# [DATA SHOWN]
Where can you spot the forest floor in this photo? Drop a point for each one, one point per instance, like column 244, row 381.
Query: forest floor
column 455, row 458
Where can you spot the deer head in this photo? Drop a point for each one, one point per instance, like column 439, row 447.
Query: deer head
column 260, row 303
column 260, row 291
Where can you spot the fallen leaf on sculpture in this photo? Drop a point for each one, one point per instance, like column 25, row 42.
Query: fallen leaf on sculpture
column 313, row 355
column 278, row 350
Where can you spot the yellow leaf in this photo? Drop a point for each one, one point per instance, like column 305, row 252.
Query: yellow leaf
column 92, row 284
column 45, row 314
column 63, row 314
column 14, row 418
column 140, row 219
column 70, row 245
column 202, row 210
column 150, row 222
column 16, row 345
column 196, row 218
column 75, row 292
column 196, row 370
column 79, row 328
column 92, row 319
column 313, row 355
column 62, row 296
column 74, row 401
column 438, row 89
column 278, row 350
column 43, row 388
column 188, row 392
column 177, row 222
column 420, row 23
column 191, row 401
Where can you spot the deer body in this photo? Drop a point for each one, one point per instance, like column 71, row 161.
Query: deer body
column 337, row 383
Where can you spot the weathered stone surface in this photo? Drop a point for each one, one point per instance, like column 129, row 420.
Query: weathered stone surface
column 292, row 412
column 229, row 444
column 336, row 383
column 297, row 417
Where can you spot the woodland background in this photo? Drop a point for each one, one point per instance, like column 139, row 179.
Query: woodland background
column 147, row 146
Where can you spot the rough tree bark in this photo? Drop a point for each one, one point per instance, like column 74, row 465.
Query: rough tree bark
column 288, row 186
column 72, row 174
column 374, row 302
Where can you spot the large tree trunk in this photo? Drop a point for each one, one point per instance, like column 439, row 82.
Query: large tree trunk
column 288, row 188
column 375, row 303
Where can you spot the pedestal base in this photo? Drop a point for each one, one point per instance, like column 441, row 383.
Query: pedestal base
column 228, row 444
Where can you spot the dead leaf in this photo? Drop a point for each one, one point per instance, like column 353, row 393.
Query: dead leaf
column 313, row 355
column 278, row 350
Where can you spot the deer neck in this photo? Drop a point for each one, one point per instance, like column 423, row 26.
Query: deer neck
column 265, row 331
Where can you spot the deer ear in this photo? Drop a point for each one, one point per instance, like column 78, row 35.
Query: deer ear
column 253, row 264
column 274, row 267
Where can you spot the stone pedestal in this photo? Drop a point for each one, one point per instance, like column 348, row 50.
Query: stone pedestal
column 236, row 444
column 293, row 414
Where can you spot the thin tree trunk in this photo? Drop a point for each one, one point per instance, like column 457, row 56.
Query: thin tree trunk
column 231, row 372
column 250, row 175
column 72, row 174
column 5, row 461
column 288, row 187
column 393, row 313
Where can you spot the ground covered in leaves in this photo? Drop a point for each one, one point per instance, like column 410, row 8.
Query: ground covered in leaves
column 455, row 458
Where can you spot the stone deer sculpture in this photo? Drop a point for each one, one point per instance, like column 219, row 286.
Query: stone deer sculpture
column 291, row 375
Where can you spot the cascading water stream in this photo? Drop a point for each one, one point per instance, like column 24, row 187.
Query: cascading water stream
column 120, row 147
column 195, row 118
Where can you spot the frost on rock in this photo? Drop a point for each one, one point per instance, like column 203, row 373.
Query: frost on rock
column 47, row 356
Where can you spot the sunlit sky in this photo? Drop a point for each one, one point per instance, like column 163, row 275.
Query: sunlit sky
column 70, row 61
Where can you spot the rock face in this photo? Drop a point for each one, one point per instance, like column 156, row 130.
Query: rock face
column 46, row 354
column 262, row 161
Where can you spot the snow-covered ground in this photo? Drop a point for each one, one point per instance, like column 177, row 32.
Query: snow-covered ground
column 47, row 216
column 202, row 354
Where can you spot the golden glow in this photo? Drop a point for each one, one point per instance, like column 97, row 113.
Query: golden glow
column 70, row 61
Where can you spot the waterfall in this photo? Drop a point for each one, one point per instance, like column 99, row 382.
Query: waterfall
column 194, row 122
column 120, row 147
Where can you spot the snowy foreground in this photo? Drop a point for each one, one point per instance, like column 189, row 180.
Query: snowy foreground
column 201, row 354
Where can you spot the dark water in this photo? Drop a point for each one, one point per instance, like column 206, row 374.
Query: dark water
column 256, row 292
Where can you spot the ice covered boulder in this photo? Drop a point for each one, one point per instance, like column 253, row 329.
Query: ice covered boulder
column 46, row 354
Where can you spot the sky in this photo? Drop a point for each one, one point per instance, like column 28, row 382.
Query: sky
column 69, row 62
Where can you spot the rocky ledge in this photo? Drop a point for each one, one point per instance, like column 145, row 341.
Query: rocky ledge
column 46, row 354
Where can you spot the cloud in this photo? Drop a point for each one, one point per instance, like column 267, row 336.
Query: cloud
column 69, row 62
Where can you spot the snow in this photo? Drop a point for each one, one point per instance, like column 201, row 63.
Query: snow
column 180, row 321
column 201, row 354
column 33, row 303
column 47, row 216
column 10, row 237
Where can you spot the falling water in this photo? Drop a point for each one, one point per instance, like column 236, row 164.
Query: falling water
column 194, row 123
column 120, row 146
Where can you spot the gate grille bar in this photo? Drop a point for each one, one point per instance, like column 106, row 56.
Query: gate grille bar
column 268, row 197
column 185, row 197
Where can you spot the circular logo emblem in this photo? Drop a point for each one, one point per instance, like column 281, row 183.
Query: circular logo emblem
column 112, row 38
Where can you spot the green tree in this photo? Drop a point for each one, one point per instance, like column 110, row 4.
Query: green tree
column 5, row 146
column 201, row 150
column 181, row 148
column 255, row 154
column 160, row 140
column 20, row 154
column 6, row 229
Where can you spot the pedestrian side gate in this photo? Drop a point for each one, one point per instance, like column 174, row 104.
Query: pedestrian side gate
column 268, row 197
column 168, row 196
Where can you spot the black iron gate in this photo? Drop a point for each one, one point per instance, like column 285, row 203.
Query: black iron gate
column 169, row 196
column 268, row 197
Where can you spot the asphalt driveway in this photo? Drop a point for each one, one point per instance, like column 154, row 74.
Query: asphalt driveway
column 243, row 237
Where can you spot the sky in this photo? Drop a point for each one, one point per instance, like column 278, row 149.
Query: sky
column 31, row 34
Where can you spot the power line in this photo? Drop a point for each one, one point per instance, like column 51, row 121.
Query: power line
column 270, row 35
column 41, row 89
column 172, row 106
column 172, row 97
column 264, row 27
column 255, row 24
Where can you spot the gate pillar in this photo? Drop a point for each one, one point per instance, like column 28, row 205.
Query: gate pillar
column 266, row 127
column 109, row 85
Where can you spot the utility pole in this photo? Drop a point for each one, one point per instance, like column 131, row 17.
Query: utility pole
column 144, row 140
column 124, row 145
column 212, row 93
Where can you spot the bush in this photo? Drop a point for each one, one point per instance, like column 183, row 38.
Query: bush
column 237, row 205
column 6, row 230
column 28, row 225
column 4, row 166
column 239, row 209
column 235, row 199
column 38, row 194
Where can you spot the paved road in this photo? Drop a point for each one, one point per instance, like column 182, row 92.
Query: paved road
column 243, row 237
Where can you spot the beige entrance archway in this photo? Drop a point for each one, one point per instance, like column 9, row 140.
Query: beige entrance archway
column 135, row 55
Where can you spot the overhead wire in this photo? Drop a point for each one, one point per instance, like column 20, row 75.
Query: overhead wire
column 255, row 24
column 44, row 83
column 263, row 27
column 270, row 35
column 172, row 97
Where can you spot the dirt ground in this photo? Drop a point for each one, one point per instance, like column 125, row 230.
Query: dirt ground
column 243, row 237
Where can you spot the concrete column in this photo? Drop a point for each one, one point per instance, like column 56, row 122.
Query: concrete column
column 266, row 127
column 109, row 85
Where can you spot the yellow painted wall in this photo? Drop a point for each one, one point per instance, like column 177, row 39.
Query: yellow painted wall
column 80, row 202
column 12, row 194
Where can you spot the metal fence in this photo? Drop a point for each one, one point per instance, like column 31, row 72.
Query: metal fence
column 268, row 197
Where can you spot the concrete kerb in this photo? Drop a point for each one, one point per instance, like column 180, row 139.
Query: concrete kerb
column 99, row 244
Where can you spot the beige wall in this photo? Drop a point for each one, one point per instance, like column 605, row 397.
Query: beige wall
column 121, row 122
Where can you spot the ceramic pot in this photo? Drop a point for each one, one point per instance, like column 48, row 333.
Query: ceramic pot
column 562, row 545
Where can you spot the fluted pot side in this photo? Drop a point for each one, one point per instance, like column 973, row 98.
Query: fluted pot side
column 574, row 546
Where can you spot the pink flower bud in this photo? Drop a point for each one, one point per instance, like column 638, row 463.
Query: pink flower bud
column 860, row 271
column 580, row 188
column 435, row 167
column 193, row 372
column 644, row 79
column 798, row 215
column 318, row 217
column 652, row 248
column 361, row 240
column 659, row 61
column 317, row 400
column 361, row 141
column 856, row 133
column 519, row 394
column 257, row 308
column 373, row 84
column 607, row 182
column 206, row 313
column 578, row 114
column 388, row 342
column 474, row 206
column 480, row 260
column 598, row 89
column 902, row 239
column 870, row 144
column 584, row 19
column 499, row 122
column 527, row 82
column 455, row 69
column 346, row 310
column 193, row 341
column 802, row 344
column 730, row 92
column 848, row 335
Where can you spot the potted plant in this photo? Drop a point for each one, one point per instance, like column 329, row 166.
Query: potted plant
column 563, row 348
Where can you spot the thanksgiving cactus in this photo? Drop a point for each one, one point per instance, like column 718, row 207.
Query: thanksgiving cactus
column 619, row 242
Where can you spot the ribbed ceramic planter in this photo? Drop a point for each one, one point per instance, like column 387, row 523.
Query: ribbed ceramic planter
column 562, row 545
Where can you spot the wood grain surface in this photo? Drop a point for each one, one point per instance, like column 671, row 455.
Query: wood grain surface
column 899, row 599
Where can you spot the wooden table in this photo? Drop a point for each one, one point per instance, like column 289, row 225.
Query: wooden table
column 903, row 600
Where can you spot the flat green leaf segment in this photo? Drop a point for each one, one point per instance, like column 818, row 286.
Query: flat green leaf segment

# [ASSIGNED TASK]
Lines of the listing above that contain the word "flat" should all be returned.

# [SOLUTION TO THE PROBLEM]
Where can you spot the flat green leaf segment in this photo? Drop a point for each one, one point per instance, like column 818, row 286.
Query: flat green leaf segment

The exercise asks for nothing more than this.